> **PROBLEM DESCRIPTION**: Please retype the lines of the records below, from the line containing "Note: pick out the stone" through the end of the records, inclusive.

(Records from a point labeling set)
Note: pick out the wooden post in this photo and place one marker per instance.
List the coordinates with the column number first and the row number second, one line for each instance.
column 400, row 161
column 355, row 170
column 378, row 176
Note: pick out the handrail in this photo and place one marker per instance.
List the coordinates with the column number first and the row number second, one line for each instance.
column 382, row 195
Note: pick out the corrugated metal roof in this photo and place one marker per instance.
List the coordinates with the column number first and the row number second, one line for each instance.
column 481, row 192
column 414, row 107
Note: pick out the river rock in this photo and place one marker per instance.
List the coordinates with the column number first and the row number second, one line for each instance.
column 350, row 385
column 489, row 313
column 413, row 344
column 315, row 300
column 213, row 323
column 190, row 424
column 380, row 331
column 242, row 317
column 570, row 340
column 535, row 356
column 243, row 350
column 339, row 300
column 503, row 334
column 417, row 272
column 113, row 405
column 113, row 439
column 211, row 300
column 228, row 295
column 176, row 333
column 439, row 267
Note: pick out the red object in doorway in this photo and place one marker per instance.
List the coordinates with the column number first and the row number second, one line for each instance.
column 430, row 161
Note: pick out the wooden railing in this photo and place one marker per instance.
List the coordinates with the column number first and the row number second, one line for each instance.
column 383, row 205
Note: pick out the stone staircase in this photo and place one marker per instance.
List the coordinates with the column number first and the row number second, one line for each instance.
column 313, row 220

> **TASK SOLUTION**:
Note: pick out the stone staircase in this photo and place one marker per instance.
List the coordinates with the column number first and the row number second, one line for each instance.
column 313, row 220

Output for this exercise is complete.